═══ Entries supplied

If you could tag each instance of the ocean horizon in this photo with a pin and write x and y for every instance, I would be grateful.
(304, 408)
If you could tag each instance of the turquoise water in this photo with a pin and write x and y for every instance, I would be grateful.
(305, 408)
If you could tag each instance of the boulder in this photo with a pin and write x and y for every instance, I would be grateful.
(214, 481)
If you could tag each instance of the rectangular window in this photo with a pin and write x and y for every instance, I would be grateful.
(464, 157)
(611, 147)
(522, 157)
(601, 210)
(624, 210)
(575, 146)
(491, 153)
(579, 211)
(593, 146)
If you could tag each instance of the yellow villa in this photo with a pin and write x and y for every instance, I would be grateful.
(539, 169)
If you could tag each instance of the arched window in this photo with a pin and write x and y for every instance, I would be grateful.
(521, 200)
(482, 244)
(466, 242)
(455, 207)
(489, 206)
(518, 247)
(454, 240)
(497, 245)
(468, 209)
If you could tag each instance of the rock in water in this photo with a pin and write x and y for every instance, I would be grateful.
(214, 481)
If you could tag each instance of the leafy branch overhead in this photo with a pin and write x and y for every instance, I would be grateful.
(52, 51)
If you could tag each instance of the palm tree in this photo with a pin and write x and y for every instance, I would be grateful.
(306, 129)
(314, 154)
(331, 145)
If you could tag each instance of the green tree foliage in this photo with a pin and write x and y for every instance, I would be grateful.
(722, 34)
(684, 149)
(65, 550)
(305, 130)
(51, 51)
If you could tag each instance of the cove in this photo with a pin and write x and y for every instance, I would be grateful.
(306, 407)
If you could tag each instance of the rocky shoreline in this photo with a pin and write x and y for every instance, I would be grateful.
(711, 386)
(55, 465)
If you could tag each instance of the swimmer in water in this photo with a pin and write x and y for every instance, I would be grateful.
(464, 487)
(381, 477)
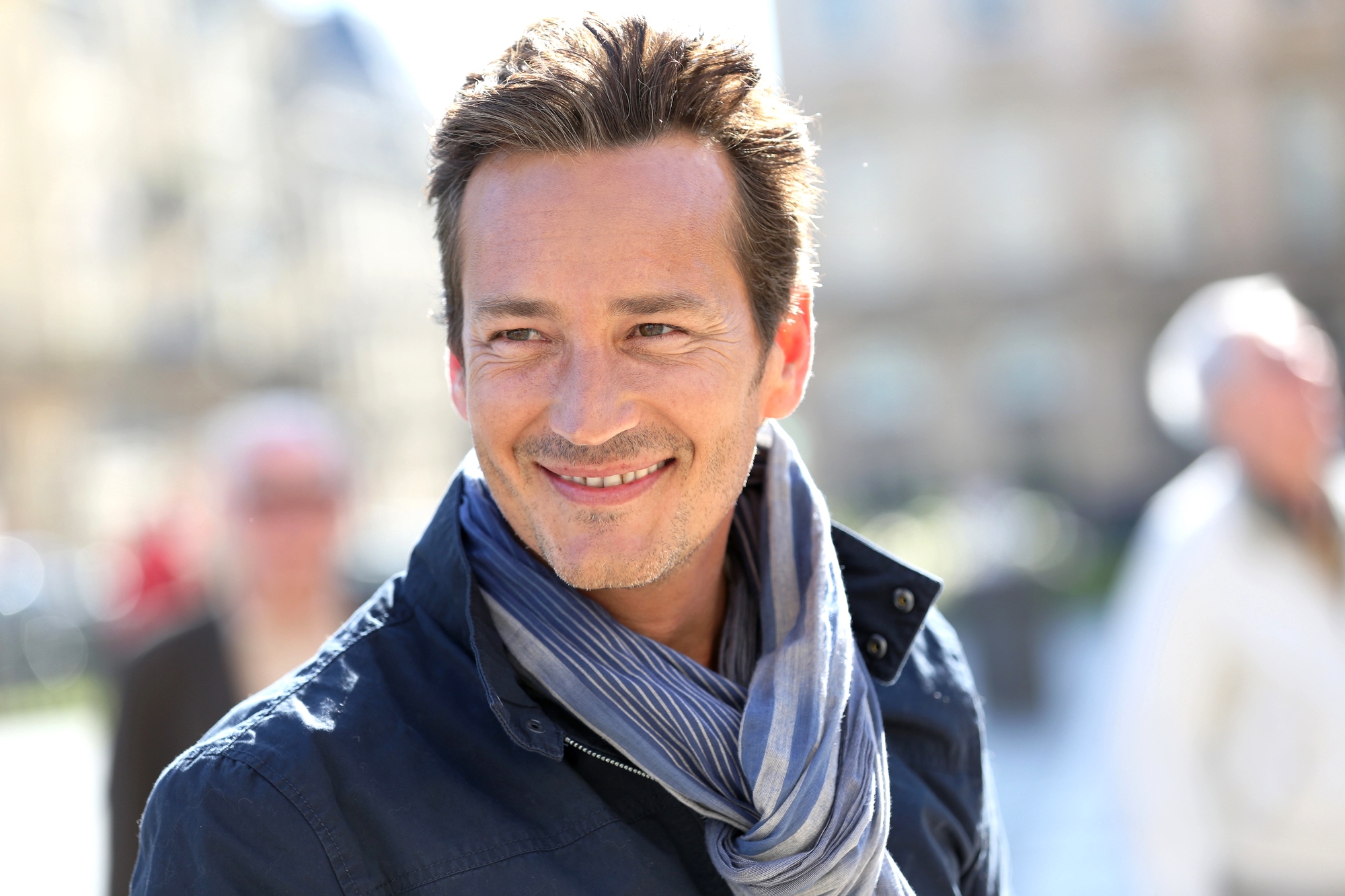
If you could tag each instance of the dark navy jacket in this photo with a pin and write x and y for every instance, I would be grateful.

══════
═══ Entries supplied

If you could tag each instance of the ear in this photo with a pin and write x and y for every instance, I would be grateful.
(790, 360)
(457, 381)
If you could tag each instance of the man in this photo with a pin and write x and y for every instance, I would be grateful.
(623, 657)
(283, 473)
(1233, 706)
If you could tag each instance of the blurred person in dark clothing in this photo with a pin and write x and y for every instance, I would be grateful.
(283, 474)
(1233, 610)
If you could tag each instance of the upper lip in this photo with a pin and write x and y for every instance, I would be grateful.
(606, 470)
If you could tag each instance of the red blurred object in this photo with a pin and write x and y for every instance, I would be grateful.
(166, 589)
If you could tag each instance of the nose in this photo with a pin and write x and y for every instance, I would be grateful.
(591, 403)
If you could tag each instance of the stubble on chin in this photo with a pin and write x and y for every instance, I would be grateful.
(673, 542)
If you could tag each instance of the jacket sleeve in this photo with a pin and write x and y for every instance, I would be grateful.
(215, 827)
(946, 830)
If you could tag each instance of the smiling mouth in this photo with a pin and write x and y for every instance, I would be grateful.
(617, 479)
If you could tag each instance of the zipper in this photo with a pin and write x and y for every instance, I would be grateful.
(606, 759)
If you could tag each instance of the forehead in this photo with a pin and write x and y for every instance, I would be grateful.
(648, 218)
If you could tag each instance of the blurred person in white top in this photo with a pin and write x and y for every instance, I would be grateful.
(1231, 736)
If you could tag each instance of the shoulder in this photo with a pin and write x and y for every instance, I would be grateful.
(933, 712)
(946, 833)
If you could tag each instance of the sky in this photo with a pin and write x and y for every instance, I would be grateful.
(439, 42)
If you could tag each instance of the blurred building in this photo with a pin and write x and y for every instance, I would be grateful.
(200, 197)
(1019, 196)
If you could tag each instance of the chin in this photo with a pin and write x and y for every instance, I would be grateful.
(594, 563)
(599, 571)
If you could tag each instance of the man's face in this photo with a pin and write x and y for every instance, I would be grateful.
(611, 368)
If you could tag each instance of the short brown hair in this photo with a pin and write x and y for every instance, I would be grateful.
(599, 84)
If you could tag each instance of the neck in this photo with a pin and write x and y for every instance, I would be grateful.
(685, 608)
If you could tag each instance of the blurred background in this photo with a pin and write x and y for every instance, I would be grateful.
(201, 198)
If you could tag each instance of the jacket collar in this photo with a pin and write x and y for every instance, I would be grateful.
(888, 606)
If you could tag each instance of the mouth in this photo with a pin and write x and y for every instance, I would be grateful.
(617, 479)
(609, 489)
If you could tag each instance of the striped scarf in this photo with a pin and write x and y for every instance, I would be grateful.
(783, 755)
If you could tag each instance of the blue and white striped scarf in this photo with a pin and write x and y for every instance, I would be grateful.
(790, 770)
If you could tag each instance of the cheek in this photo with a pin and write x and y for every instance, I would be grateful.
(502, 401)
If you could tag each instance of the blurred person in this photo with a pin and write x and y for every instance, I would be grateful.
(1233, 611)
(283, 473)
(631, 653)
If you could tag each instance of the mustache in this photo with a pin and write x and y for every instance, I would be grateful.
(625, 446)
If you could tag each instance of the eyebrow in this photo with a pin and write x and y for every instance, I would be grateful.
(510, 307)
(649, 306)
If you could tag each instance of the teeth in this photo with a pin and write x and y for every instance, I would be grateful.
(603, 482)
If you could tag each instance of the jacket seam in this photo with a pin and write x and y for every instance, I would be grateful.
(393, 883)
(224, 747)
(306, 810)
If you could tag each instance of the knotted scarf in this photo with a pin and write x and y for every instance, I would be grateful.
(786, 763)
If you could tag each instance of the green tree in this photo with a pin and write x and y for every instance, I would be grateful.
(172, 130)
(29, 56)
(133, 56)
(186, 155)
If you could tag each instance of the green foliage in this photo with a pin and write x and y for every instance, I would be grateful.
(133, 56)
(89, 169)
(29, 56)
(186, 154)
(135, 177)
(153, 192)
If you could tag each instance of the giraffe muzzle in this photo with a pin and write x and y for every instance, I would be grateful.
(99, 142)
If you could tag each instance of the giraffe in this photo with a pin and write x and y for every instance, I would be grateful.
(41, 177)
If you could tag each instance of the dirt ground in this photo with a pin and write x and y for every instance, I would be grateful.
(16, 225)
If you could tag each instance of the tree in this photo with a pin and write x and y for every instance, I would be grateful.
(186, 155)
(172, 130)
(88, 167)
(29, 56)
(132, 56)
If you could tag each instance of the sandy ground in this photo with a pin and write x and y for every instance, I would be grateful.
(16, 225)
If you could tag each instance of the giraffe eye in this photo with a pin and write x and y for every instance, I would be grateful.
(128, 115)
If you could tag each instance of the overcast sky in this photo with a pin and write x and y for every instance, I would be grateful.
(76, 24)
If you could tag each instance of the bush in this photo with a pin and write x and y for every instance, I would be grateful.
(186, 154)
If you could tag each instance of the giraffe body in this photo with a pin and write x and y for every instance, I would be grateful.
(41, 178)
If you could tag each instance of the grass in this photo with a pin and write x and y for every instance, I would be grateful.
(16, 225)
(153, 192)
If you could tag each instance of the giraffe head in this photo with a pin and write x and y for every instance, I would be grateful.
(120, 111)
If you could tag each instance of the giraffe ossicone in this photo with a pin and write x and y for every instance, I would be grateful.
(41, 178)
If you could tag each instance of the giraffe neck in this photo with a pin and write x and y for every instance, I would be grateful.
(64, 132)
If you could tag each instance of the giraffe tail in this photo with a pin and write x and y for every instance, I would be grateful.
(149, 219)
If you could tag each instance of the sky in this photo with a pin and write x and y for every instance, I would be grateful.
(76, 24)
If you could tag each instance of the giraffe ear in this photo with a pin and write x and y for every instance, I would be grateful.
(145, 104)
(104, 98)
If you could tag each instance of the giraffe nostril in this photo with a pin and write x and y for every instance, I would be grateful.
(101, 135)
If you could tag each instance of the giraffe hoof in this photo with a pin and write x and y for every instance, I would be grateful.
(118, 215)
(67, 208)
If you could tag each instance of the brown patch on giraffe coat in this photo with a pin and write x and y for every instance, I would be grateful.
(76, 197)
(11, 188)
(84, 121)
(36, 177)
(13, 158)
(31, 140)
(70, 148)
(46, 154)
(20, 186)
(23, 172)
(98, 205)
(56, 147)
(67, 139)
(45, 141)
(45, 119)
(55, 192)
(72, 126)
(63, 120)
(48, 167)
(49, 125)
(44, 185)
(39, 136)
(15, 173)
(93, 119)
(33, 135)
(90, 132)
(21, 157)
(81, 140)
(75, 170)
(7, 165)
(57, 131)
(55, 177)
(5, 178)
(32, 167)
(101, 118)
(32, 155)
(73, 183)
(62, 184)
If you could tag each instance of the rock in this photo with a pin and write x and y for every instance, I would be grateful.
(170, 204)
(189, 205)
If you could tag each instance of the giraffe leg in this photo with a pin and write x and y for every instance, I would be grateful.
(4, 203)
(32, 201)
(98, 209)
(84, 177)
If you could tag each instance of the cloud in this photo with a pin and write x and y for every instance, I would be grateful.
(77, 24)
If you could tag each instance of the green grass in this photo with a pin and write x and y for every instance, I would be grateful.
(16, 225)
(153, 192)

══════

What is needed.
Recast everything from the line containing "If you could tag each instance of the palm" down to the line containing "If you could tag each instance of the dark" as a Markdown table with the columns No. and Line, giving each line its own row and leaving out blank lines and the pictures.

Exercise response.
| No. | Line |
|---|---|
| 1 | If you could tag each instance of the palm tree in this photo with a pin and write x and y for every instance, I would be grateful. |
| 2 | (306, 129) |
| 3 | (314, 154) |
| 4 | (331, 145) |
| 5 | If you could tag each instance of the green tree foliage in this photo with a pin and write x and y for every instance, I would be grateful. |
| 6 | (722, 34) |
| 7 | (684, 149) |
| 8 | (65, 550) |
| 9 | (305, 130) |
| 10 | (51, 51) |
| 11 | If you could tag each instance of the cove in this photo with a pin and write x and y for every instance, I would be grateful. |
| 12 | (306, 407) |
| 13 | If you could tag each instance of the rocky shoreline in this photo with a pin and write x and y for every instance, I would be grateful. |
| 14 | (711, 386) |
| 15 | (55, 465) |
| 16 | If you could tag each instance of the swimmer in water in this photo with a pin and write x and y for every instance, I would be grateful. |
| 17 | (464, 487) |
| 18 | (381, 477) |
| 19 | If you could tag each instance of the dark navy jacket in this photo with a pin and write x and y for every instance, I would be grateful. |